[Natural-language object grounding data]
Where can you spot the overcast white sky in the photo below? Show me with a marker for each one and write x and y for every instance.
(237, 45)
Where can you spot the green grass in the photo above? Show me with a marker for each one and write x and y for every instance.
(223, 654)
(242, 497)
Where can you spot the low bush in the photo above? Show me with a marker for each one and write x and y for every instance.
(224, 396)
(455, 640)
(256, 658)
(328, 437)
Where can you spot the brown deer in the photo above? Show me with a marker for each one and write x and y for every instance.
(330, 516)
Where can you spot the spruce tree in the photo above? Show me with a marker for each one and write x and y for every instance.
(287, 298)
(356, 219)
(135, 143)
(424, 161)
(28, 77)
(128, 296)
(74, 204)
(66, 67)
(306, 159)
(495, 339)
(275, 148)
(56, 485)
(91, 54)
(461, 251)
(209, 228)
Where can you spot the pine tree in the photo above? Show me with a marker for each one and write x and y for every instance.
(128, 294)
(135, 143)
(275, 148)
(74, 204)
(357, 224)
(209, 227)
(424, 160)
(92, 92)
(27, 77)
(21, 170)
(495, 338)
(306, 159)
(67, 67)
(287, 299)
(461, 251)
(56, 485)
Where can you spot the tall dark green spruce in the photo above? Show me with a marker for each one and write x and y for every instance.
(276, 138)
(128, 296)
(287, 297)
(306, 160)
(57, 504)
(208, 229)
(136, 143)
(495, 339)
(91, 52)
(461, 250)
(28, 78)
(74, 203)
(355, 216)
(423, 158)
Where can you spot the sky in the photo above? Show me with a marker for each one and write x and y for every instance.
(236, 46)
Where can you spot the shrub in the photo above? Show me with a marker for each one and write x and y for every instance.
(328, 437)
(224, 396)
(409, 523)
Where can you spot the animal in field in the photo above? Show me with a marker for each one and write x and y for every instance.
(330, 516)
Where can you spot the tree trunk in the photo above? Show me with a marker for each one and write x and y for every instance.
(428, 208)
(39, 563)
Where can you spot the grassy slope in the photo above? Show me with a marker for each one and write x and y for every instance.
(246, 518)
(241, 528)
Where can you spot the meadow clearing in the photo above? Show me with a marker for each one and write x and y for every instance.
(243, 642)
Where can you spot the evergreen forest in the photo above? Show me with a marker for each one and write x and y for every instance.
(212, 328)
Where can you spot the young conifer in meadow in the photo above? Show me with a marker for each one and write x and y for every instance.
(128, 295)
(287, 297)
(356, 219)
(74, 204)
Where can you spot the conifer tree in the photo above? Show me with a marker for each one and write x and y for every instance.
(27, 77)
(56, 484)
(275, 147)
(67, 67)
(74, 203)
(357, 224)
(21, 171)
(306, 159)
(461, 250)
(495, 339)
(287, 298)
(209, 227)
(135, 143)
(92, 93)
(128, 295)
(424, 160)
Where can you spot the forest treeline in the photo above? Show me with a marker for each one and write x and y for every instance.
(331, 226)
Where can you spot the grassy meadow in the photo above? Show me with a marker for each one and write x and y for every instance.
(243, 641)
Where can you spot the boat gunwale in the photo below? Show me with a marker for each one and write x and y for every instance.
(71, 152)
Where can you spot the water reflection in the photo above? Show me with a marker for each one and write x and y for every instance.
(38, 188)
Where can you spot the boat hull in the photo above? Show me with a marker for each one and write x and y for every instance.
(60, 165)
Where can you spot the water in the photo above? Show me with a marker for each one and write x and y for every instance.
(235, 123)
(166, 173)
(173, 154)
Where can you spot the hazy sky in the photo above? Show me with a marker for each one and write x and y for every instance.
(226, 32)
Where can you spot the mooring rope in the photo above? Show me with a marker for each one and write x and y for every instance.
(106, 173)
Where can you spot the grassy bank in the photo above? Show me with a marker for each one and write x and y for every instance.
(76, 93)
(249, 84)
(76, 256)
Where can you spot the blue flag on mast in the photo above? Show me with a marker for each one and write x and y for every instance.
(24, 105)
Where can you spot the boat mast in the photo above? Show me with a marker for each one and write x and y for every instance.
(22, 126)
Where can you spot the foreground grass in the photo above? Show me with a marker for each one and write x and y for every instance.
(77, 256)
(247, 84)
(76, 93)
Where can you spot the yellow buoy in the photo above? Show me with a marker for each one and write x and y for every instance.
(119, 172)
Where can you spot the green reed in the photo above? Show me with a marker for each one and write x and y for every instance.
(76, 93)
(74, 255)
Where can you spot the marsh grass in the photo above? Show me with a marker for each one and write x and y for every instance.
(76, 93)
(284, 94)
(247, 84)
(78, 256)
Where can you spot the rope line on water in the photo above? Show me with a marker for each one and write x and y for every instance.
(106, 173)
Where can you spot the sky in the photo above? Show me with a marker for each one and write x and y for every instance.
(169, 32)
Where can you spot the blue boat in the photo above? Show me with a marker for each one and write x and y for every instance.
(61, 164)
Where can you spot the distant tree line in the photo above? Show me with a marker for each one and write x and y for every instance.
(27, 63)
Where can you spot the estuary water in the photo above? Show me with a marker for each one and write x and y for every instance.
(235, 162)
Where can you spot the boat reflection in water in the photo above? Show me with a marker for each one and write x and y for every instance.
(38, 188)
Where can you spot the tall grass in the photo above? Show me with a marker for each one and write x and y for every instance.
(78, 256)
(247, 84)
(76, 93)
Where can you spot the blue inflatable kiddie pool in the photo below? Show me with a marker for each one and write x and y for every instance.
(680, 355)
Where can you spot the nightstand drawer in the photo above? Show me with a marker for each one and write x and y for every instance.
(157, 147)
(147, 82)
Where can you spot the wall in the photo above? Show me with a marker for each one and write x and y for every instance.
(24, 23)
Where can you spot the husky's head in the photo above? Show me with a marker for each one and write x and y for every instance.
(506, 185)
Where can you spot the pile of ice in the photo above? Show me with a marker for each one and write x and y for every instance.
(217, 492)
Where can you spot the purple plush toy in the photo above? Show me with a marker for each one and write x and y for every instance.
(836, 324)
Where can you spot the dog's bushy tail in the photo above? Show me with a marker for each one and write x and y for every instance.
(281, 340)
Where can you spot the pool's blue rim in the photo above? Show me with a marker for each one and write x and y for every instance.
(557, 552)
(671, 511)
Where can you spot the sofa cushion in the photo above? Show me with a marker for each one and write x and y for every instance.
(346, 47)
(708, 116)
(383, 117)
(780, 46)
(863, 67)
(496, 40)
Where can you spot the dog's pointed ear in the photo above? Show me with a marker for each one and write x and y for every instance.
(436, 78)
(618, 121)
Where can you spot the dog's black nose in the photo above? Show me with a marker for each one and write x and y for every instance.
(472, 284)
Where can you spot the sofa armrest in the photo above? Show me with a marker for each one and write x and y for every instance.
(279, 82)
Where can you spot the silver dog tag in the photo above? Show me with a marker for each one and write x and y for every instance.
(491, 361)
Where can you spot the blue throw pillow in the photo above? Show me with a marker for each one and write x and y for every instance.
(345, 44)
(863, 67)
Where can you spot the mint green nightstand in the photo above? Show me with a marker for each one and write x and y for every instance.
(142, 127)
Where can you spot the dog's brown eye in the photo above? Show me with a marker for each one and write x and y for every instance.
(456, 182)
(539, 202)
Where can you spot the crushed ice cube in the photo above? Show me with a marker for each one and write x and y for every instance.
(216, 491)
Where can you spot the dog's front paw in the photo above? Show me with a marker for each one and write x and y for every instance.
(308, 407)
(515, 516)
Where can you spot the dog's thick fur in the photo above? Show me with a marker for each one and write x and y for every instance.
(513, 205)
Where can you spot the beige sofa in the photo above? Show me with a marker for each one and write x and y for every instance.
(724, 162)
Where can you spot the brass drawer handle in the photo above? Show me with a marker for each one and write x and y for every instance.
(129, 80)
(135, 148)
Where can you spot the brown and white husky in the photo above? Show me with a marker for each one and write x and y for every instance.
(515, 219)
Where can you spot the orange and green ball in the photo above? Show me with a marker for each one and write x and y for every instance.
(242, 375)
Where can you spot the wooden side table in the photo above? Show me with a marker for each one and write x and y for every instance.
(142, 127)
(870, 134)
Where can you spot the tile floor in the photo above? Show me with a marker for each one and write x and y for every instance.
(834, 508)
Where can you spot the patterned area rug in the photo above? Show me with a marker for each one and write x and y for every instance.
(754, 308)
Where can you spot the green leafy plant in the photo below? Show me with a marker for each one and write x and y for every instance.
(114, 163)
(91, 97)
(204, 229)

*The task*: Each line from the one containing "Where can you spot the green leafy" through the last line of the entries above is to be returned exactly, and no others.

*Response*:
Where can you spot the green leafy plant in the photo below? Show me with a marker for each one and write x and y for every instance.
(114, 163)
(91, 97)
(204, 229)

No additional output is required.